Filter the entries and keep only the lines where the string "below" appears.

··· Data excerpts ···

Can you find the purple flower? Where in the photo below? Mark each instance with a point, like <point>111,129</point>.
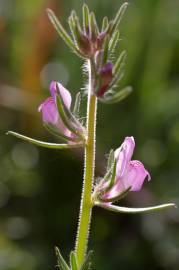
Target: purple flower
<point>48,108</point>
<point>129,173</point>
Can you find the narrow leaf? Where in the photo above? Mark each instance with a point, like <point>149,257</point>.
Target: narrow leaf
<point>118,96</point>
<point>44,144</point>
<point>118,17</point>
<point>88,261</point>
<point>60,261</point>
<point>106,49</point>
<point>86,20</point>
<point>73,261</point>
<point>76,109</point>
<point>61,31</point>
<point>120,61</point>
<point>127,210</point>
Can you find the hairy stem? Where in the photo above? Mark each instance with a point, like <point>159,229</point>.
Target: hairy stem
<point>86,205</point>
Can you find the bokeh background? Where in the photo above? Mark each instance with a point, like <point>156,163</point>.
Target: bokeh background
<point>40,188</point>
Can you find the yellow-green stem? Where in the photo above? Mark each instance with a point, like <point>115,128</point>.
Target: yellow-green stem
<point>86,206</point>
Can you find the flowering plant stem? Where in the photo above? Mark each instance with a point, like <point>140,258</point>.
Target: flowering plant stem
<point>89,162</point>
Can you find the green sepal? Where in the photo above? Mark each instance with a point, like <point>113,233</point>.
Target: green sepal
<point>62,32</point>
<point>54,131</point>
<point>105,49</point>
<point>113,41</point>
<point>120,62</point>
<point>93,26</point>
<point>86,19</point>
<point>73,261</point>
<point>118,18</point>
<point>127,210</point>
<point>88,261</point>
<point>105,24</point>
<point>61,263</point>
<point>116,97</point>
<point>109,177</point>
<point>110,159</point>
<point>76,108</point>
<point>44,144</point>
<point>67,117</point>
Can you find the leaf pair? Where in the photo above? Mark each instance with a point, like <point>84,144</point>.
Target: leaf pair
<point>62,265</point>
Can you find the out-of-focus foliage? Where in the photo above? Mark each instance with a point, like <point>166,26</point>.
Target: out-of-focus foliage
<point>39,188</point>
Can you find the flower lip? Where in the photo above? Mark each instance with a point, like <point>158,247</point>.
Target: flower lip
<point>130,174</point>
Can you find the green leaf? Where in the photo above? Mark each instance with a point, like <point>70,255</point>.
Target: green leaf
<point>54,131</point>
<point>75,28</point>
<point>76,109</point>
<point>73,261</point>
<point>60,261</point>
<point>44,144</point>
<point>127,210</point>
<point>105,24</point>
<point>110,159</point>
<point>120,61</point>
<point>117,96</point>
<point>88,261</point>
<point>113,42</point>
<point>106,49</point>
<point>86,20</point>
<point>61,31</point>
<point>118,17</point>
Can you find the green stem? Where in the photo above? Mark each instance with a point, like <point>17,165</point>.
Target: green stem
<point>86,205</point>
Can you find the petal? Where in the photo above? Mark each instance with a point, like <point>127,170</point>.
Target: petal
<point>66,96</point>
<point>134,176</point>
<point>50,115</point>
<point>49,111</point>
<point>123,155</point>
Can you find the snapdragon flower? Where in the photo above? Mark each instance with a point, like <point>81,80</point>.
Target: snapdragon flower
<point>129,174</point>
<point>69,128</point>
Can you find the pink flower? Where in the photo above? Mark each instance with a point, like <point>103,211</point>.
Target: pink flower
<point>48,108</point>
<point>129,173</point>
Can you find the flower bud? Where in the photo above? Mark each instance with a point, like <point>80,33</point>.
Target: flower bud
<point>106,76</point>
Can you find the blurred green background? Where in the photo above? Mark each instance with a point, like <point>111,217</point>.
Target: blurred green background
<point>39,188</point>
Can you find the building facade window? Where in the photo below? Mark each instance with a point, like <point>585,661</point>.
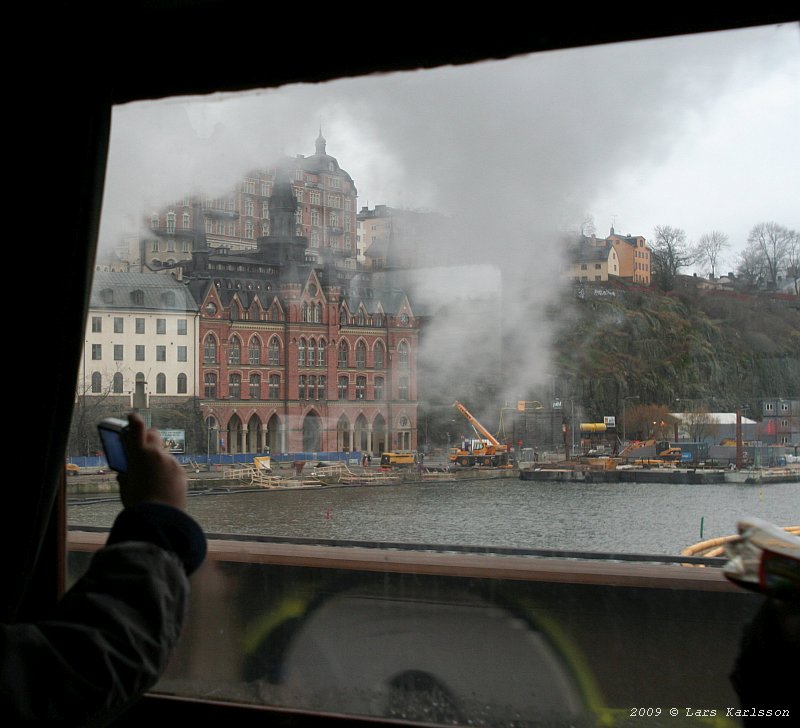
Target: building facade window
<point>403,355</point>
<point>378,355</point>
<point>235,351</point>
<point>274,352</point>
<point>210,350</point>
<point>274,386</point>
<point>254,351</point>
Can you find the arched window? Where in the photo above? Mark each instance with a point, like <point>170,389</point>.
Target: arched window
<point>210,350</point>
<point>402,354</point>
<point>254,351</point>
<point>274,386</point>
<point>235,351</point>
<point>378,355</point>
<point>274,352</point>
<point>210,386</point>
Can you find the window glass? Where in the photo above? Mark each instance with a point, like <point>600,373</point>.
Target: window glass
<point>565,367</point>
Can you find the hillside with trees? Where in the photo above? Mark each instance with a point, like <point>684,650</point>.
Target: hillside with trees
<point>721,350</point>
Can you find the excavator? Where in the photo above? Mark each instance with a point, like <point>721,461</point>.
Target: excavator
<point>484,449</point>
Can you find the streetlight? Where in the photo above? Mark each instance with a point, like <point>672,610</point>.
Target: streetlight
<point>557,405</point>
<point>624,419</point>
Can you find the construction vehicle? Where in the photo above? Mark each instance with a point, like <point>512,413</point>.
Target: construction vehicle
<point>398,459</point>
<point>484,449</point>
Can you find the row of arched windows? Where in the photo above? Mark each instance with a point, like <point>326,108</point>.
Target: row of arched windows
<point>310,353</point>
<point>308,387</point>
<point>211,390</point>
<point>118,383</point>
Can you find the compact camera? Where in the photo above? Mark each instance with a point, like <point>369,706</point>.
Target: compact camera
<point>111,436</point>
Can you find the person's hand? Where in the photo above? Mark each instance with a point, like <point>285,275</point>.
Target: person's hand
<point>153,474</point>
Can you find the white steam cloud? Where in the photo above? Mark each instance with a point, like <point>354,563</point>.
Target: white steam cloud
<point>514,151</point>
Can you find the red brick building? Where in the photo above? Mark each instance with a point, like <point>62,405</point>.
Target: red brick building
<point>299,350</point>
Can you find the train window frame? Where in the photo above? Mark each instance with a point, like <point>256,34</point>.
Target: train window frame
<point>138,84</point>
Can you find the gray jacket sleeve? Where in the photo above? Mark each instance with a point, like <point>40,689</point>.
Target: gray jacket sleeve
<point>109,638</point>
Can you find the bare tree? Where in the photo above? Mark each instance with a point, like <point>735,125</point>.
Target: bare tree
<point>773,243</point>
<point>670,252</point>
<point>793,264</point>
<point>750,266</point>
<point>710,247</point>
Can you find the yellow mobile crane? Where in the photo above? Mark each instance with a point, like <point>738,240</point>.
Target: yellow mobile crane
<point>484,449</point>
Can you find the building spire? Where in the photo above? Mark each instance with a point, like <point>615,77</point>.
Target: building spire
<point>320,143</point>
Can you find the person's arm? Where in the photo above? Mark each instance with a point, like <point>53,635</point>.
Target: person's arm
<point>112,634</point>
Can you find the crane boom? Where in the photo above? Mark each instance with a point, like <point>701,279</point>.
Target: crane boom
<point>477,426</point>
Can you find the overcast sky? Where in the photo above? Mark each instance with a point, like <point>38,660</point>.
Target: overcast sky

···
··· Data excerpts ···

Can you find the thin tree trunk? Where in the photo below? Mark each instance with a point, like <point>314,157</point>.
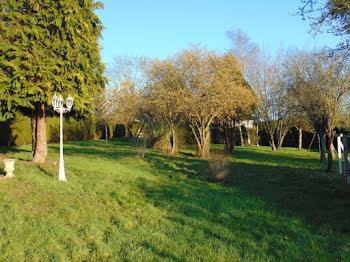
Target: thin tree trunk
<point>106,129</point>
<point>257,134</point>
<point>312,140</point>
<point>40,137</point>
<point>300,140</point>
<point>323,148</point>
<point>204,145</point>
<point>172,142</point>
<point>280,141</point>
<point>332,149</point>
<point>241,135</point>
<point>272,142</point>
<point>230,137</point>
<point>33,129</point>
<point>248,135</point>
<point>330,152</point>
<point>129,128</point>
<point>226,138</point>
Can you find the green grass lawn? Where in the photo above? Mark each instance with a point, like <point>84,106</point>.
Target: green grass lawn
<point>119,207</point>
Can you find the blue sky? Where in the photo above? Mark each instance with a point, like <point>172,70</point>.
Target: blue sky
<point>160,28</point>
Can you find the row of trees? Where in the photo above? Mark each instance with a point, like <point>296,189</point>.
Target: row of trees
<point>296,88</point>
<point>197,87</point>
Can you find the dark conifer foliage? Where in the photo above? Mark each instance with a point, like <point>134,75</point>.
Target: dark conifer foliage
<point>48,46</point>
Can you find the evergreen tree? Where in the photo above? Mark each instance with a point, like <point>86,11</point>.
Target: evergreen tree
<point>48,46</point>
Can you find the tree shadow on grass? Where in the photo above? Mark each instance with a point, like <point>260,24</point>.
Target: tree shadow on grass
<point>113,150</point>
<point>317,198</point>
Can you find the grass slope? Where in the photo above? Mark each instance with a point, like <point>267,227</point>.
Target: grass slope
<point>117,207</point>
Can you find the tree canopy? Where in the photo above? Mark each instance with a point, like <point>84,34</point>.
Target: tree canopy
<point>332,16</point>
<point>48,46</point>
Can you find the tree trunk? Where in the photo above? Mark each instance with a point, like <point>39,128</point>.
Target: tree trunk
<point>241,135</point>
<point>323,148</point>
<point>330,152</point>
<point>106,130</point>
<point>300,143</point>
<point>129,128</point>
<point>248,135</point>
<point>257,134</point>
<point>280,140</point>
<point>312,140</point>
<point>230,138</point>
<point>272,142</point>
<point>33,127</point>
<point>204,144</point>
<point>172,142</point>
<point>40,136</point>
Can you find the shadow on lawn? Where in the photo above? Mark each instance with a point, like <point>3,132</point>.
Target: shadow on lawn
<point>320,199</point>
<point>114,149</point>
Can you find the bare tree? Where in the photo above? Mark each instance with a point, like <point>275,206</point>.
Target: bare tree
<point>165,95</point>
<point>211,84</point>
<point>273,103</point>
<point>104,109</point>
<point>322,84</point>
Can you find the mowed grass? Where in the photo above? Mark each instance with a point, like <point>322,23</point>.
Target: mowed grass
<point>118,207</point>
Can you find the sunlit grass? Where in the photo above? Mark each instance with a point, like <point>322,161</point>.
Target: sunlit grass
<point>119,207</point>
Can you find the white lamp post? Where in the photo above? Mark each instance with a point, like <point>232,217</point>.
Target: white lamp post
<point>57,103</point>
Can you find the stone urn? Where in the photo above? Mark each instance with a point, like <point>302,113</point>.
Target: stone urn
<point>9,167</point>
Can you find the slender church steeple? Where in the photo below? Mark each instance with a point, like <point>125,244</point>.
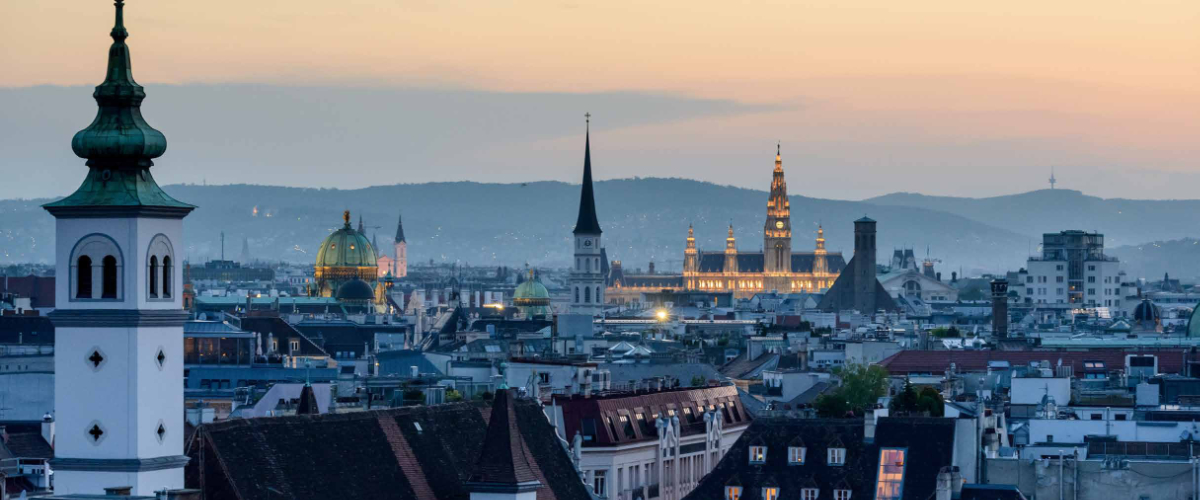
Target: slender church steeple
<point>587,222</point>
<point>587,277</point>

···
··· Data excerpts ···

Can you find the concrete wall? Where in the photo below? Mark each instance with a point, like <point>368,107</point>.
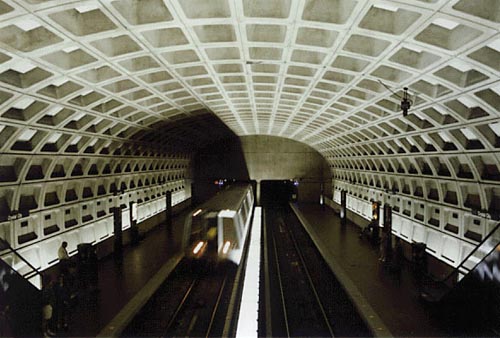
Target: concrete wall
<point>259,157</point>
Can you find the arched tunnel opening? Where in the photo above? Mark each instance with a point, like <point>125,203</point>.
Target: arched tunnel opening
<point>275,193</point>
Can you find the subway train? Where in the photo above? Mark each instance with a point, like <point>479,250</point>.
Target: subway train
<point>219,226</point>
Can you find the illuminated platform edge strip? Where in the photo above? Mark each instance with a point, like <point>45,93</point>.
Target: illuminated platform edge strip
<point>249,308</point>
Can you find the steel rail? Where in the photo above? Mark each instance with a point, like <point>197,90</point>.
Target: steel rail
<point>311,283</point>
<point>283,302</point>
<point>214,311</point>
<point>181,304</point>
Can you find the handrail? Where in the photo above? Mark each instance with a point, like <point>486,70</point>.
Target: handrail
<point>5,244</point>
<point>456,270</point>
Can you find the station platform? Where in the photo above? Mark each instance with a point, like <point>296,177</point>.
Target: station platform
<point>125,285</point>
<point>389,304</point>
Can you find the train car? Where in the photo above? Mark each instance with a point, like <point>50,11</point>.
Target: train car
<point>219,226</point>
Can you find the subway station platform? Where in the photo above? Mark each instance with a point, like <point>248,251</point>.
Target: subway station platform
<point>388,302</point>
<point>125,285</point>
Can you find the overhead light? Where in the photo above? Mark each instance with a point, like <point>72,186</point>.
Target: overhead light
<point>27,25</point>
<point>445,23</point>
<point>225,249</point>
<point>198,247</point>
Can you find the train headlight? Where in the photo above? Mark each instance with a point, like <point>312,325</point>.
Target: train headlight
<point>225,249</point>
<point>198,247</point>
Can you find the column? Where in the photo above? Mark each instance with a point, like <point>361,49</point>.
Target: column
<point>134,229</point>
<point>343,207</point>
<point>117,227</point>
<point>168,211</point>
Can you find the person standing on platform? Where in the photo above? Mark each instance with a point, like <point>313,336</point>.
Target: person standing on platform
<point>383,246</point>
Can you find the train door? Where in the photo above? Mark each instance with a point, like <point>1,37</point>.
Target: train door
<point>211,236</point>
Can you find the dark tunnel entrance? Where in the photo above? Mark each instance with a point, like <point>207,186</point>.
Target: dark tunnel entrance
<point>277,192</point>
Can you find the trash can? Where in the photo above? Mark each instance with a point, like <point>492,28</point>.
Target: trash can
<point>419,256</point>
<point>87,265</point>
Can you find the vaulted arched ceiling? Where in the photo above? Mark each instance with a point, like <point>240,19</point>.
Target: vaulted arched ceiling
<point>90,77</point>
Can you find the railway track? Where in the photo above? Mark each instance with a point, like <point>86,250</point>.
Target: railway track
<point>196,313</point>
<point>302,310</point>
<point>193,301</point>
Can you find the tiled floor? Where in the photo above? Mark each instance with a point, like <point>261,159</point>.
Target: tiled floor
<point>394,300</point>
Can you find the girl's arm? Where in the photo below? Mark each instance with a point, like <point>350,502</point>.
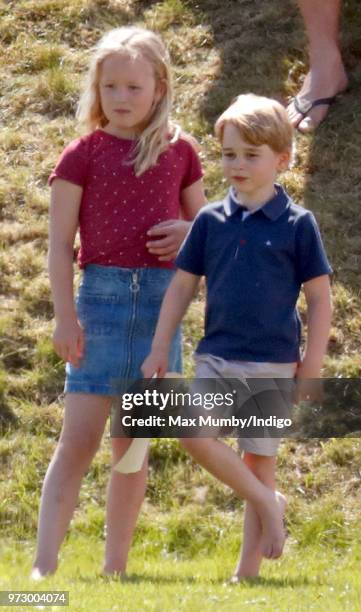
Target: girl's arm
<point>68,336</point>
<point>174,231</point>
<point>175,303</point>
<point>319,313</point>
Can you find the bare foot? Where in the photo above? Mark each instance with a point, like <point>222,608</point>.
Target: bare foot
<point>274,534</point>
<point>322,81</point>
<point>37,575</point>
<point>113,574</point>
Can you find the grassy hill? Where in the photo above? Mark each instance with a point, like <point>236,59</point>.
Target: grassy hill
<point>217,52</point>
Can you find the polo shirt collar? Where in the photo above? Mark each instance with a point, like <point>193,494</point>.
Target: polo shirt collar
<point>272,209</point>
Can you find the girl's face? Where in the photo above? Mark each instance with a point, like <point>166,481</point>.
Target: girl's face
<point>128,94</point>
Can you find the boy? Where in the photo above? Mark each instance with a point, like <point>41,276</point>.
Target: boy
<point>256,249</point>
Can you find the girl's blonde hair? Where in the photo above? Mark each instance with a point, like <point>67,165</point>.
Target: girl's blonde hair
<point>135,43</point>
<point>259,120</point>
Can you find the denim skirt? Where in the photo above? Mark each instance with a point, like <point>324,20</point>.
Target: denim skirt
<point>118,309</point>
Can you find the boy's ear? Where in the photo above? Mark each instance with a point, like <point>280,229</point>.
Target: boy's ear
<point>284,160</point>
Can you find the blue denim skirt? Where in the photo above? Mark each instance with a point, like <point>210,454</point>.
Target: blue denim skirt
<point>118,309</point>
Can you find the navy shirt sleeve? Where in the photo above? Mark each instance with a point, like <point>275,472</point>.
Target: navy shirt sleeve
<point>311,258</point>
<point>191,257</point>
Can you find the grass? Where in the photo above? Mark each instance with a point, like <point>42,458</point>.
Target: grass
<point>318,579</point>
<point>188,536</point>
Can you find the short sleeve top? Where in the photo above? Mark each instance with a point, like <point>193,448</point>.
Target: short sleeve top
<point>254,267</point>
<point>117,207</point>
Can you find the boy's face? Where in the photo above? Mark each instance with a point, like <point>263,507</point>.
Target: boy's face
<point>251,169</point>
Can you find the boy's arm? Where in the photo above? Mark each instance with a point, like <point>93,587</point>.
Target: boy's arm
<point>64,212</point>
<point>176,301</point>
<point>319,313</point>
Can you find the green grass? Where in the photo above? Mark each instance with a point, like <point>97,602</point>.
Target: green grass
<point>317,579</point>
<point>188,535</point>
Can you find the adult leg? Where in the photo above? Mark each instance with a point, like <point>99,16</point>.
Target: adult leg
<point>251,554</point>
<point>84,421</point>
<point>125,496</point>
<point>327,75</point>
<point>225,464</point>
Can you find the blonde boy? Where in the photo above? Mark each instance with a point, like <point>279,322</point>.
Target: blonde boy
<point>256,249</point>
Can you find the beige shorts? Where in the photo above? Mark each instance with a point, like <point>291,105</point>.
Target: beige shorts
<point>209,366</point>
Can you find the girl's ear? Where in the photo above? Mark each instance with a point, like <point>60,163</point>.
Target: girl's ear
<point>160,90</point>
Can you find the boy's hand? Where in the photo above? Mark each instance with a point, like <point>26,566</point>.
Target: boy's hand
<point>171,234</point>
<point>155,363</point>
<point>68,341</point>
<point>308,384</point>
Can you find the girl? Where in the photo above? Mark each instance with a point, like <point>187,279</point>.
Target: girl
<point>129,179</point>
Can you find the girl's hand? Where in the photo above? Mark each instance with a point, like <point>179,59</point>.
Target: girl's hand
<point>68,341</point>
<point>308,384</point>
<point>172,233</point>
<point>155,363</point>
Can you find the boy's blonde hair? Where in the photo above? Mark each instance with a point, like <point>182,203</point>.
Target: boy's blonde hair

···

**Exercise output**:
Can you find the purple flower? Where in the photo below? Mark each instance with a point, like <point>111,129</point>.
Can you find the building facade window? Where in the photo below? Mark each instance with a point, like <point>585,661</point>.
Can you find the thin tree trunk? Where in the photo below? Mark each instance with a point, like <point>314,157</point>.
Can you find the slender church steeple? Where in the photo below? Mark each instance with a point, like <point>125,244</point>.
Can you find the concrete wall? Where in the photo below? Mark each instance with a point, like <point>368,107</point>.
Can you find the girl's arm? Where in the photo below? Mark each instance with a point, like <point>350,502</point>.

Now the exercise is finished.